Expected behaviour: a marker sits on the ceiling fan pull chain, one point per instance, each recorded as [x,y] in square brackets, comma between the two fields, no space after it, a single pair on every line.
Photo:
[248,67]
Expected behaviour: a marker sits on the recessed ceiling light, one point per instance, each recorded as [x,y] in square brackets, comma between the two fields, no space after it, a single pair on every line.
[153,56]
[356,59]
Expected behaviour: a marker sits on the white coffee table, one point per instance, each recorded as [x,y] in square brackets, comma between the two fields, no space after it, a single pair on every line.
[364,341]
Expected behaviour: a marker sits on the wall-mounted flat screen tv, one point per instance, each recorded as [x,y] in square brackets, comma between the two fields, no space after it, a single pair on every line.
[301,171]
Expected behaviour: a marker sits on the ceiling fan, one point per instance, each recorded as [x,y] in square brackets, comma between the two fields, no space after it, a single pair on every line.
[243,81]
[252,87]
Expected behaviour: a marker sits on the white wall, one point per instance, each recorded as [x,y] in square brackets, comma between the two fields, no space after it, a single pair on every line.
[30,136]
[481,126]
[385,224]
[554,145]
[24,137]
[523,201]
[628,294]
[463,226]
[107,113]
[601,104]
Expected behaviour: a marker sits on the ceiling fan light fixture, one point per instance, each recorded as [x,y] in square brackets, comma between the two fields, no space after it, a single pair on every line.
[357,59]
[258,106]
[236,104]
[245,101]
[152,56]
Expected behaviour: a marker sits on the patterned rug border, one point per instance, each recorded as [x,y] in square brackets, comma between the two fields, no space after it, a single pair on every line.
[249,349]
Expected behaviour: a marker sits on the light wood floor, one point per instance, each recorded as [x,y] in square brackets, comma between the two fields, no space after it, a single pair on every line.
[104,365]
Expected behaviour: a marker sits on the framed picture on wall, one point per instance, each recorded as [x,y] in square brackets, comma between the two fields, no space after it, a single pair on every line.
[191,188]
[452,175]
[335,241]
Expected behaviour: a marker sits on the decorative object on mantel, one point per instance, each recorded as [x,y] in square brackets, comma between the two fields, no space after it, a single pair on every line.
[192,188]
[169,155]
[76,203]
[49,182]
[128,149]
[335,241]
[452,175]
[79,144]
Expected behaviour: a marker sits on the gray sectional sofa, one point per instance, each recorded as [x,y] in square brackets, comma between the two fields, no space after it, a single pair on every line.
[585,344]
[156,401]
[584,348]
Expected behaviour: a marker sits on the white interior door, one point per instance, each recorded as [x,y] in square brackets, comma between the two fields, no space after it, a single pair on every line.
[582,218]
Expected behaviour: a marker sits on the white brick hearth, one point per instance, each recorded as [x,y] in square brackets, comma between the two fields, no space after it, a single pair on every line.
════
▶ [What is expected]:
Arrange the material above as a Markdown table with two columns, No. and Text. Give each line of the material its own numbered row, and leave out blank lines.

▶ [Reply to the task]:
| No. | Text |
|---|---|
| 1 | Expected behaviour: a marker sits on the ceiling fan pull chain, one point per instance, each recorded as [x,y] in square brackets, comma between the two fields, no space after it, a single pair on every line. |
| 2 | Photo: |
| 3 | [248,67] |
| 4 | Expected behaviour: a marker sits on the recessed ceiling light, one point per instance, each recorded as [x,y] in square brackets, comma between the two fields, no space after it, a single pair on every line. |
| 5 | [153,56] |
| 6 | [356,59] |
| 7 | Expected behaviour: a marker sits on the white coffee table, one point per instance, each recorded as [x,y] in square brackets, comma between the two fields, no space after it, a single pair on every line. |
| 8 | [364,341] |
| 9 | Expected behaviour: a marker sits on the wall-mounted flat screen tv, one point per instance, each recorded as [x,y] in square brackets, comma between the two fields, no space after it, a single pair on every line. |
| 10 | [301,171] |
| 11 | Expected behaviour: a marker sits on the ceiling fan, one point per instance, each recorded as [x,y] in square brackets, comma between the two fields, no space after it, a single pair on every line. |
| 12 | [243,81] |
| 13 | [252,87] |
| 14 | Expected behaviour: a marker sits on the white wall, one point per instance, each recorded as [x,y] in square brackets, comma between the two fields, no space after it, a single pair on every line. |
| 15 | [30,136] |
| 16 | [481,126] |
| 17 | [385,224] |
| 18 | [554,145] |
| 19 | [24,137] |
| 20 | [523,201] |
| 21 | [628,294] |
| 22 | [463,226] |
| 23 | [107,113] |
| 24 | [601,104] |
| 25 | Expected behaviour: a marker sits on the ceiling fan light fixture, one point per instance, each recorded as [x,y] in square brackets, comma between the two fields, no space after it, a single pair on every line. |
| 26 | [357,59] |
| 27 | [258,106] |
| 28 | [236,104] |
| 29 | [245,101] |
| 30 | [152,56] |
| 31 | Expected behaviour: a marker sits on the patterned rug border, one point per instance, each recorded as [x,y] in square brackets, comma between the two fields, no space after it, a single pair on every line. |
| 32 | [249,349] |
| 33 | Expected behaviour: a marker sits on the light wood floor, one point per instance, each recorded as [x,y] in square brackets, comma between the two fields, no space after it, a single pair on every line. |
| 34 | [104,365] |
| 35 | Expected behaviour: a marker sits on the framed picture on wall, one point per instance, each recorded as [x,y] in square brackets, comma between the two fields, no space after it, a single pair on every line. |
| 36 | [191,188] |
| 37 | [452,175] |
| 38 | [335,241] |
| 39 | Expected behaviour: a marker sits on the decorative object on mantel, one point per instance, each recorded as [x,y] in square brackets, comma between the two fields, no space after it, a single pair on every line. |
| 40 | [192,188] |
| 41 | [169,155] |
| 42 | [76,203] |
| 43 | [49,182] |
| 44 | [128,149] |
| 45 | [335,241] |
| 46 | [452,175] |
| 47 | [79,144] |
| 48 | Expected behaviour: a marker sits on the gray sectional sofa, one point per instance, each recorded as [x,y] in square brackets, comma between the two fields, no space after it, a single pair on every line. |
| 49 | [585,344] |
| 50 | [156,401] |
| 51 | [584,348] |
| 52 | Expected behaviour: a marker sits on the white interior door, one point per instance, each recorded as [x,y] in square brackets, comma between the two fields, no space after it, a single pair on every line. |
| 53 | [582,218] |
| 54 | Expected behaviour: a marker sits on the white brick hearth, one point per instance, each recorded as [x,y] in square brackets, comma between the two fields, no space after it, a single pair on every line. |